[Point-per-instance localization data]
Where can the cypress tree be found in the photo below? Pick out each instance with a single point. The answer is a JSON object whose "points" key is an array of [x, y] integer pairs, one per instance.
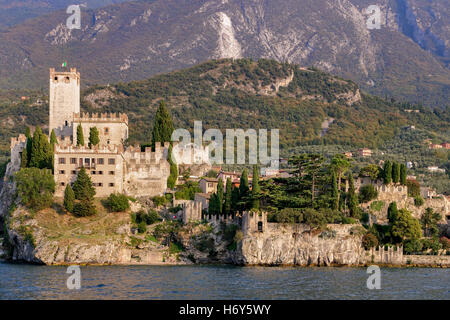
{"points": [[82, 187], [387, 172], [41, 151], [243, 190], [69, 197], [163, 126], [220, 195], [172, 179], [53, 139], [93, 137], [228, 197], [213, 208], [235, 200], [392, 212], [80, 135], [395, 172], [255, 188], [352, 197], [334, 192], [403, 174], [29, 144]]}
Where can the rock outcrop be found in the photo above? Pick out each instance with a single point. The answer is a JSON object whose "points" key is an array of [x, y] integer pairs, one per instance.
{"points": [[295, 245]]}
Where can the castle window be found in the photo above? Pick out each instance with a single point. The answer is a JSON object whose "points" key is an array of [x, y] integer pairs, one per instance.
{"points": [[260, 226]]}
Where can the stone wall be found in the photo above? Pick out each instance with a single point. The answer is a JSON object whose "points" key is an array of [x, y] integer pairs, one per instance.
{"points": [[64, 100], [113, 128]]}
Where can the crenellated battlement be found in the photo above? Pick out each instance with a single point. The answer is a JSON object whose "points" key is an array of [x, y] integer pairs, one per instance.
{"points": [[135, 157], [99, 149], [104, 117]]}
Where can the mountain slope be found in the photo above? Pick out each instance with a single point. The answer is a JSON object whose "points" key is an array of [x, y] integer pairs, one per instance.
{"points": [[134, 40], [247, 94]]}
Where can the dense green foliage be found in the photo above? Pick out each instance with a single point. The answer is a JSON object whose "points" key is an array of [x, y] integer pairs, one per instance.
{"points": [[82, 187], [117, 202], [69, 198], [35, 187]]}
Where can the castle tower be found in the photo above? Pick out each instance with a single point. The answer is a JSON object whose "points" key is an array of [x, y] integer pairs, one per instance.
{"points": [[64, 101]]}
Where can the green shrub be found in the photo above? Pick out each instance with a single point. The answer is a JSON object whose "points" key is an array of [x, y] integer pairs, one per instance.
{"points": [[117, 202], [84, 208], [367, 193], [159, 200], [142, 227], [412, 246], [369, 241], [35, 187], [175, 247], [153, 217], [445, 242], [377, 205], [288, 215]]}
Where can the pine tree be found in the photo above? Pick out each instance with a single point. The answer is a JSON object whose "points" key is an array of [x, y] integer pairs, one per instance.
{"points": [[395, 172], [244, 190], [352, 198], [82, 187], [228, 197], [93, 137], [69, 198], [53, 139], [80, 135], [256, 190], [163, 126], [403, 174], [334, 191], [387, 172]]}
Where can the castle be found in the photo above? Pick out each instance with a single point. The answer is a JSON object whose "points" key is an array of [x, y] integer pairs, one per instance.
{"points": [[112, 166]]}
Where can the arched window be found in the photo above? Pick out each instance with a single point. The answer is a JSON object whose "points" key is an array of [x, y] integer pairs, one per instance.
{"points": [[260, 226]]}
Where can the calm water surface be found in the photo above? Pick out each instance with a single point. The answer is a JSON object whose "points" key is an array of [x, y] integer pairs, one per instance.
{"points": [[19, 281]]}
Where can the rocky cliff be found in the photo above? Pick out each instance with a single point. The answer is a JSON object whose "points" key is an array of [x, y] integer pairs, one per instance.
{"points": [[296, 245]]}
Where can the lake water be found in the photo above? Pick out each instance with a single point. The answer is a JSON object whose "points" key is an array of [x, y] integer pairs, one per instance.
{"points": [[20, 281]]}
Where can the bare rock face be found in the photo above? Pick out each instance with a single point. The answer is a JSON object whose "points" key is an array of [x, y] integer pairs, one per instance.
{"points": [[295, 245]]}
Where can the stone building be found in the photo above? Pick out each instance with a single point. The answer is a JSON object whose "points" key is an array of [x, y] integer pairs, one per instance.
{"points": [[111, 166]]}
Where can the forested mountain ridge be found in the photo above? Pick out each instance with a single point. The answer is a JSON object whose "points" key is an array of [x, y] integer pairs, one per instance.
{"points": [[406, 58]]}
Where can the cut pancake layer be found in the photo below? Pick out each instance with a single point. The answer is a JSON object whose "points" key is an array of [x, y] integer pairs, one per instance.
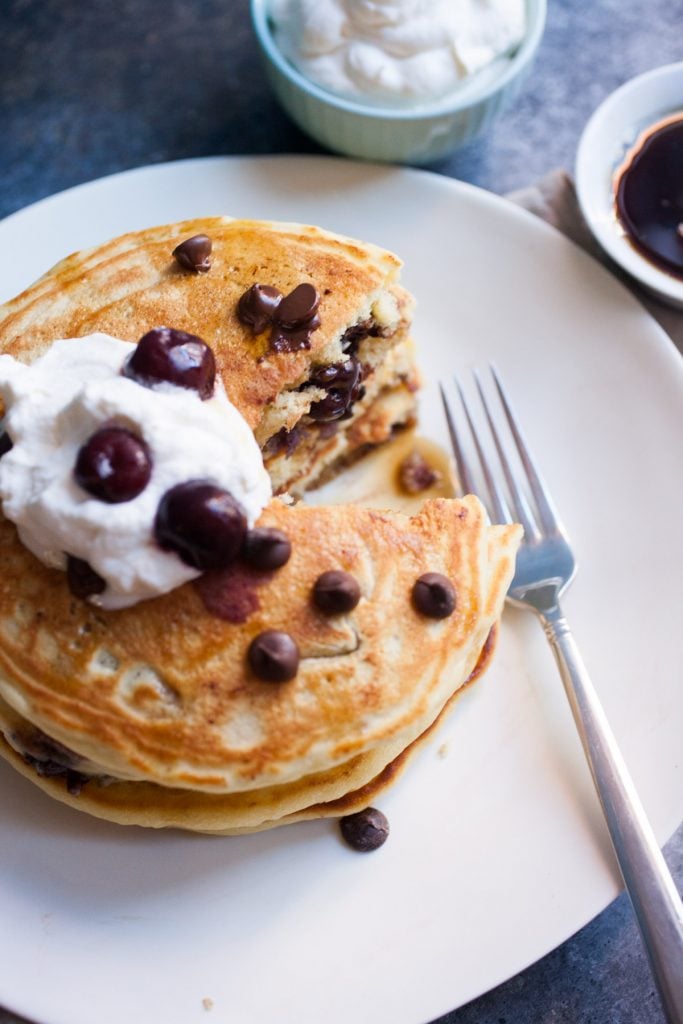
{"points": [[131, 285]]}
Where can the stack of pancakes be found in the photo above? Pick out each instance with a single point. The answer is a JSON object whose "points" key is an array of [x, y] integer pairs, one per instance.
{"points": [[132, 284], [152, 715]]}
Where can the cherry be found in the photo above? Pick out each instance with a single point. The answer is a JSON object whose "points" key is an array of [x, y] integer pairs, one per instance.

EXERCISE BRIEF
All records, pictures excluded: copy them exactly.

RESULT
Where can the cypress tree be found in the photo below? Pick out each instance with a single point. The answer is a JSON object whose "points" key is an array of [x, y] integer pairs, one per instance.
{"points": [[82, 187], [387, 172], [41, 151], [243, 190], [69, 197], [163, 126], [220, 195], [172, 179], [53, 139], [93, 137], [228, 197], [213, 208], [235, 200], [392, 212], [80, 135], [395, 172], [255, 188], [352, 197], [334, 192], [403, 174], [29, 144]]}
Where can the rock outcrop be found in the photo above? Pick out each instance with a single point. The answer is a JSON object whose "points" key is an array of [x, y] integer pairs, one per instance.
{"points": [[295, 245]]}
Where can the castle window be found in the photo above? Pick out each instance with a single point. The answer is a JSON object whose "points" key is an array of [x, y] integer pairs, one per instance.
{"points": [[260, 226]]}
Where can the stone wall be found in the photo above? Pick out each instance with a single point. The answer is a JSON object whose "points" key is an array of [x, y] integer pairs, one per instance.
{"points": [[64, 100], [113, 128]]}
Where can the crenellated battlement be found in the photo above? Pick out each instance with a single point. The answer is a JSON object whose "points" key is an array of [x, y] integer pairs, one per instance.
{"points": [[135, 157], [99, 149], [104, 117]]}
Where can the mountain slope be found in the photo above? Pick out each instance with a single point. The answer is a JSON object whose "points" key is an array of [x, y] integer pairs, one per instance.
{"points": [[134, 40], [247, 94]]}
Where can the dense green foliage be found in the photo above? Pick out each instance with a single point. The answer is a JSON object whose "points" key is an array of [x, y] integer pairs, one per instance.
{"points": [[82, 187], [117, 202], [69, 198], [35, 187]]}
Where can the castle tower be found in the photo above? Pick out each instance with a single point. The answer is a JSON object whose "points" key is an array of [x, y] integer pairs, one per instance.
{"points": [[64, 101]]}
Where can the green shrub be found in the photo above? Pick out each instance with a single point. The answer is a JSON object whose "points" key is an array of [x, y] integer pairs, one per instance.
{"points": [[117, 202], [84, 208], [367, 193], [159, 200], [142, 227], [412, 246], [369, 241], [35, 187], [175, 247], [153, 217], [445, 242], [377, 205], [288, 215]]}
Where can the pine tree be found in the photo above? Pick out each instance with a single point. The answer is a JSON object whose "points" key is an array of [x, y] integer pairs, one per instance.
{"points": [[395, 172], [244, 190], [352, 198], [82, 187], [228, 197], [93, 137], [69, 198], [53, 139], [80, 135], [256, 190], [163, 126], [403, 174], [334, 191], [387, 172]]}
Where can the castle be found in the photo above? Pick out each instance with a single point. The answer is a JSON object whose "points" key is an array of [x, y] integer pairs, one per instance.
{"points": [[112, 166]]}
Where can the arched window be found in the photo above? Pick out each instance with a single point. The answer is a JSON object whose "points" key is an array of [x, y] integer pairs, one per instance.
{"points": [[260, 226]]}
Where can the calm water surface be found in the photo above? Pick out each instance with a single point. The answer is a JSON object whose "points" key is an array of [x, y] integer pairs, one per instance.
{"points": [[19, 281]]}
Where can the rocky cliff be found in the photo above? Pick out each instance with a single point. The answer is a JSON object whose "points" key is an array of [x, y] integer pairs, one per instance.
{"points": [[296, 245]]}
Where can the lake water be found in the photo above? Pick out each instance with a single point. The answer is a JSON object whose "points" key is an array of [x, y] integer pairs, one per instance.
{"points": [[20, 281]]}
Where can the bare rock face be found in the photo above? Pick out each instance with a single point. The answer is a JSON object whose "points" key is an array of [x, y] integer pairs, one per instance.
{"points": [[295, 245]]}
Where can the stone building be found in the photo above? Pick out each instance with a single point. The answer is a JSON object whose "points" key is an array of [x, y] integer pairs, one per instance.
{"points": [[111, 166]]}
Where can the forested mountain ridge be found in the photo above? Pick out each instance with a single point. The answer is a JSON object whose "points" key is an array of [x, y] integer pairs, one per instance.
{"points": [[406, 58]]}
Where can the cut pancake layer be found in the photo below? Pick out each instance with a single point. The answer is a JSON object whose "points" key is an array of [x, y] integer pairs, one per instance.
{"points": [[131, 285]]}
Where can the stack of pancakes be found in the photo above? Pick out each instance with a single point. The answer is a JSON object whose "points" key is an array of [x, y] integer pairs, one per instance.
{"points": [[132, 284], [152, 715]]}
Where can the cherry be found in the photo above? Pick out each instance with a single point. The answer is a JSON object whose "points" key is an array of [x, y] integer pairs, one per instance.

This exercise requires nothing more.